Supplied entries:
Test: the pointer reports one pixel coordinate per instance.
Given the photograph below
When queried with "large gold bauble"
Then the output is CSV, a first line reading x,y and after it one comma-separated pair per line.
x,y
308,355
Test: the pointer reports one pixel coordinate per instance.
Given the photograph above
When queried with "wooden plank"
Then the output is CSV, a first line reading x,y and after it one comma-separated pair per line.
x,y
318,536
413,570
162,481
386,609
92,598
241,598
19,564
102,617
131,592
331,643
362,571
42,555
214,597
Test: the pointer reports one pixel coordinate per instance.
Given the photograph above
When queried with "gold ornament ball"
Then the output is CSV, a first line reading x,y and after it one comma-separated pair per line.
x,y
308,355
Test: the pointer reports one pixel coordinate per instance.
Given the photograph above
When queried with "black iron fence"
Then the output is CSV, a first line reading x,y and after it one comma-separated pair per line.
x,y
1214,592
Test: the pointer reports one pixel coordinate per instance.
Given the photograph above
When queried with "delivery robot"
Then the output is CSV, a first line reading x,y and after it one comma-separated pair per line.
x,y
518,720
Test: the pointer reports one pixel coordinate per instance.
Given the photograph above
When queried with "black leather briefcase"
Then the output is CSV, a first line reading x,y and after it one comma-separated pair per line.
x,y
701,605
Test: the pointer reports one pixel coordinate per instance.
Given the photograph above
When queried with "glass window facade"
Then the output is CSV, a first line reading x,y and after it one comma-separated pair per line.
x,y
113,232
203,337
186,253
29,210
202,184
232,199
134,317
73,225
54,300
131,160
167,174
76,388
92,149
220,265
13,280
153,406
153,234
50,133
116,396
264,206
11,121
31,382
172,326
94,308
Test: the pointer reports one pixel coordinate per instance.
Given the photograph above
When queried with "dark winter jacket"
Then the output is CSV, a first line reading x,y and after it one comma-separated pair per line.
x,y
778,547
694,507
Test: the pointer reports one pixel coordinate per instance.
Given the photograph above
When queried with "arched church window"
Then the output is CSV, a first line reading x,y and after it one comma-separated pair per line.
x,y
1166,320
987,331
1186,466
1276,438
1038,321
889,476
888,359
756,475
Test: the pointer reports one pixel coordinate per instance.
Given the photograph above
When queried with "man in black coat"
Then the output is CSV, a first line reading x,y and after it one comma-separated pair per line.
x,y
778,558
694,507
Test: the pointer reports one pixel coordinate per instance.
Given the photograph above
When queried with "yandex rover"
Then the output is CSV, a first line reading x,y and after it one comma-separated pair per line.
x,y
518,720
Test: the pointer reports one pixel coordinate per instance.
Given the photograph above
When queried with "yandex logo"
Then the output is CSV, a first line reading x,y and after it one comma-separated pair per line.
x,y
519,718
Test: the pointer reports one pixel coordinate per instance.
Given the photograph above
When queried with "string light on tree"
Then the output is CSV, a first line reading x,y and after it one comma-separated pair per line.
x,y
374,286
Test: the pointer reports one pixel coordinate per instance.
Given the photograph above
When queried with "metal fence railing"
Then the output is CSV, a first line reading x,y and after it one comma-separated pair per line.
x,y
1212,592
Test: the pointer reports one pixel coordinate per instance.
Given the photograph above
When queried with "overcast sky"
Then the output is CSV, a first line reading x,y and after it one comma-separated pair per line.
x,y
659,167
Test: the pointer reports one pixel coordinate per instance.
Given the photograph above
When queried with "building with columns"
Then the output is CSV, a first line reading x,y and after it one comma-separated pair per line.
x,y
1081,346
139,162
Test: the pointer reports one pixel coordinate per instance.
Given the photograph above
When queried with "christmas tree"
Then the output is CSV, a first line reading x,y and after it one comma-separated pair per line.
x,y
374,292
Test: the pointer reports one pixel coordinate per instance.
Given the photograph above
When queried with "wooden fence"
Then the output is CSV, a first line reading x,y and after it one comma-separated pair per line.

Exercise instructions:
What lines in the data above carry "window"? Return them all.

Exercise answer:
When queried with "glass window facade"
When queried with "arched church window"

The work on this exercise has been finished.